◆ What is expected
Write out every line of the records below exactly as they appear.
++++ Listed records ++++
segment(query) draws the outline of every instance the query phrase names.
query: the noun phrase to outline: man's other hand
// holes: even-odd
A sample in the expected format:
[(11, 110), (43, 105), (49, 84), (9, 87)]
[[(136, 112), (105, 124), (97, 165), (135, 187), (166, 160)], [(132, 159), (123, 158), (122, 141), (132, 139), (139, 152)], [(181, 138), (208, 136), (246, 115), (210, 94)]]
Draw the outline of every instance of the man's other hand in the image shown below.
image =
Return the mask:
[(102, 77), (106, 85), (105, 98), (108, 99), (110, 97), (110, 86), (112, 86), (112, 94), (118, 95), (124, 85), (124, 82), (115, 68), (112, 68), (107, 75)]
++++
◆ Task solution
segment(query) draws the outline of every instance the query phrase names.
query: the noun phrase to outline: man's other hand
// holes: even-odd
A sample in the expected format:
[(11, 110), (43, 105), (49, 84), (9, 87)]
[[(136, 112), (105, 124), (97, 165), (135, 187), (166, 160)], [(132, 159), (123, 158), (122, 141), (132, 139), (139, 152)], [(181, 138), (208, 136), (246, 115), (210, 94)]]
Draw the outline of every instance of the man's other hand in the image shown below.
image =
Return the mask:
[(102, 77), (106, 85), (105, 98), (108, 99), (110, 97), (110, 86), (112, 86), (112, 94), (118, 95), (124, 85), (124, 82), (115, 68), (112, 68), (107, 75)]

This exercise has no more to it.